--- BEGIN EXTRACTED ENTRIES ---

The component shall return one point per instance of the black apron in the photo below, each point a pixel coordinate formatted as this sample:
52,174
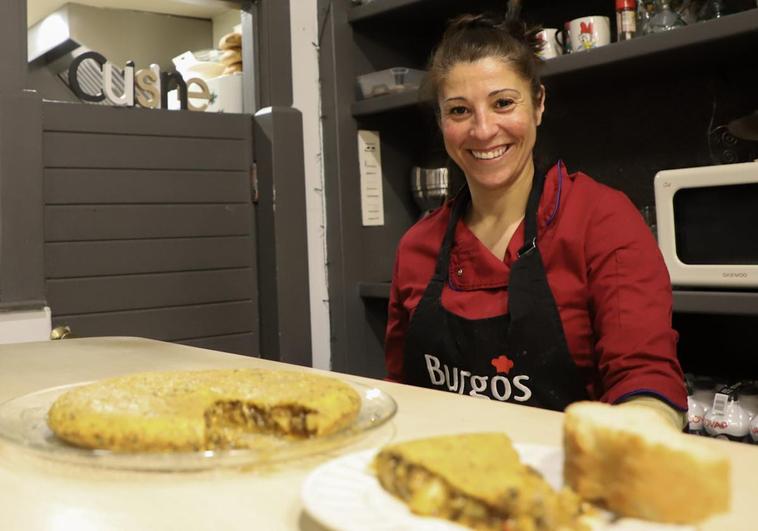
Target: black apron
520,357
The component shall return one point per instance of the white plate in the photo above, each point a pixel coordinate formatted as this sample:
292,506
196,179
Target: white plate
344,495
23,422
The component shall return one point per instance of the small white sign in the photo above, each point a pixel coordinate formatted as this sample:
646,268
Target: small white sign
370,160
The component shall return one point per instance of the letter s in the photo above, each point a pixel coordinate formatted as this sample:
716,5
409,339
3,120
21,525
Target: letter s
521,387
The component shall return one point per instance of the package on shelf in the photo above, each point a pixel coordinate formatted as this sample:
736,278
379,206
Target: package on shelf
225,89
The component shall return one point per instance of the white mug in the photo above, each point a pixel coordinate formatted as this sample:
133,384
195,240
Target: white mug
589,32
551,48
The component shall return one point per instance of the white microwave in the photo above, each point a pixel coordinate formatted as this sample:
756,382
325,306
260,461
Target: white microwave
708,225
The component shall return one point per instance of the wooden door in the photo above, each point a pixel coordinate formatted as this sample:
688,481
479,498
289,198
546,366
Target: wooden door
149,226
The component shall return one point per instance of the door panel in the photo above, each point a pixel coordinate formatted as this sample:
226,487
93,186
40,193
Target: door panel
149,225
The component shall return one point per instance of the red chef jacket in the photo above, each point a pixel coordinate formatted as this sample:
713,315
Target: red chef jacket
604,268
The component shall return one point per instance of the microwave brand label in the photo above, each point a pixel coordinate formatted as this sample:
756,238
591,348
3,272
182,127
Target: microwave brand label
147,88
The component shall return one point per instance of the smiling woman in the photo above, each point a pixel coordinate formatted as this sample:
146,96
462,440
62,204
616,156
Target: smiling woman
532,285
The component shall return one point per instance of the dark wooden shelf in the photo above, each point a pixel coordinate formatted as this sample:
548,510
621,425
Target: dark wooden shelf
379,7
703,34
685,301
385,103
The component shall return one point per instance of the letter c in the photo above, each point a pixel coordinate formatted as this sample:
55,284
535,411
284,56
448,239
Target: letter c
73,79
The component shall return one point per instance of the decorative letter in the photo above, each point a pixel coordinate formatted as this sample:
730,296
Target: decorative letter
166,79
127,98
147,90
73,80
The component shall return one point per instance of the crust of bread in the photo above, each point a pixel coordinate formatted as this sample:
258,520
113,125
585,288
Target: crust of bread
200,410
230,40
629,461
233,68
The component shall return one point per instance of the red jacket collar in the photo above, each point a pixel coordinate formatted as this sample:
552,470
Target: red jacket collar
473,266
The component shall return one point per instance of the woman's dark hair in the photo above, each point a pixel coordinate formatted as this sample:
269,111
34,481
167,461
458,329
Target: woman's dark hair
469,38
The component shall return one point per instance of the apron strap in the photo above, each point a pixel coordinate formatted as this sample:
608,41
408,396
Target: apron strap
442,269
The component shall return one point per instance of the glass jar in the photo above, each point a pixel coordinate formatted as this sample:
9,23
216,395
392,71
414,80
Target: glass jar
664,19
626,19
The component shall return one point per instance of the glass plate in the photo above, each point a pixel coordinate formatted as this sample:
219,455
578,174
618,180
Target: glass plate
23,422
344,495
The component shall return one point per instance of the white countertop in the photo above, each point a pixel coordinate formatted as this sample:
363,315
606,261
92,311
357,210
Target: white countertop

--- END EXTRACTED ENTRIES ---

* _JOB_: Reproduce all of the material above, swapping every occurrence of "pixel coordinate" for "image coordinate" and leaving everything else unchanged. Omit the pictures.

* _ANSWER FOR THIS EXERCISE_:
The component shall return one point per instance of the black apron in the photo below, each point a image coordinate formatted as this sample:
52,174
Target: black apron
520,357
The component shall return one point per instance of the white plate in the photo above, each point a image coordinate formatted as this sample:
292,506
196,179
Target: white plate
344,495
23,422
The component shall return one point per instance of the small white sign in the photo above, each point a image coordinate formatted as this sample:
646,268
Target: small white sign
370,160
The component shall return one point per instance of the letter s in the photo above, each point a image coordinate formatted as this sample:
716,5
409,339
3,120
21,525
Target: letter s
521,387
The component shall return one point per instance of the package on shelf in the photo above, each point a image coordinate formatted as this sample:
736,278
379,206
Target: package on shelf
225,89
The component shall return one point per instance of the white mug in the photo above, each point a image coordinate formatted as this sample:
133,384
195,240
Target: white mug
589,32
551,48
The component shall return one point per instance of the white microwave in the photo above, each point a image coordinate formatted as this sample:
756,382
325,306
260,461
Target: white microwave
708,225
The component shall return one point per instance of the wooden door in the photo above, each point a image coordinate formatted as this sample:
688,481
479,498
289,198
546,366
Target: wooden door
149,226
The component shall return one point per instance of the door panel in the photo above, each point a image coordinate formatted as this sample:
226,487
93,186
40,193
Target: door panel
149,225
The component shall return one point per instance of the red chef jacket in the photo above, each point a image coordinate formatted as this sample:
713,315
Target: red chef jacket
604,268
The component shall return one point per instance of the microwave brand label in the photo above, each point a image coordinate formatted as this sample:
756,238
591,348
3,272
182,127
Target: microwave brand label
147,88
The component shall return one point per instance of the smiling woman in the photo above, each point a image coordinate formatted as this sample:
146,96
462,440
62,204
616,156
Target: smiling woman
532,285
The component shall return one point per instance of the dark wooden shelf in the photo above, each point a image coordinate formatted as this sample:
548,510
621,425
Target: dark wooden shelf
379,7
703,34
685,301
385,103
The component shall return one point per instance of the letter c in the photo above, each point a image coordinate formatted as this sample:
55,284
535,411
284,56
448,239
Target: letter c
73,79
The component shall return one point per instance of the decorative letter in the photo above, each point a image coordinate formatted as this sample:
730,296
Target: decorative letter
166,79
127,98
147,90
73,80
The component shall return one point per instance of the crust of bread in the photo above, each point a image coordinate formatted as this sample:
258,520
113,125
585,288
Target: crust of bread
200,410
230,40
629,461
233,68
The component shall return one point per instance of the red jacket collar in the photo above, each point a image coordinate formatted as this sample:
552,470
Target: red jacket collar
473,266
The component shall return one point per instance of the woman's dark hair in the photo above, each point a image coordinate formatted as this sample:
269,111
34,481
167,461
458,329
Target: woman's dark hair
469,38
The component shall return one point per instance of the apron strap in the photo above, each point a image coordinate formatted as this sample:
608,41
408,396
Target: apron strap
442,269
The component shall return one point per instance of the glass jar in the photo above, each point a image coordinate formatted as this sample:
9,23
216,395
392,71
414,80
Target: glass jar
664,19
626,19
The component shall return one point per instance of the glass plate in the photo above, each point a image coordinate formatted as this sample:
219,455
578,174
618,180
Target: glass plate
23,422
344,495
The component shall return one point per instance of the white countertop in the photo above, each point a image coordinate formatted as this sample:
363,315
606,261
92,311
357,210
Target: white countertop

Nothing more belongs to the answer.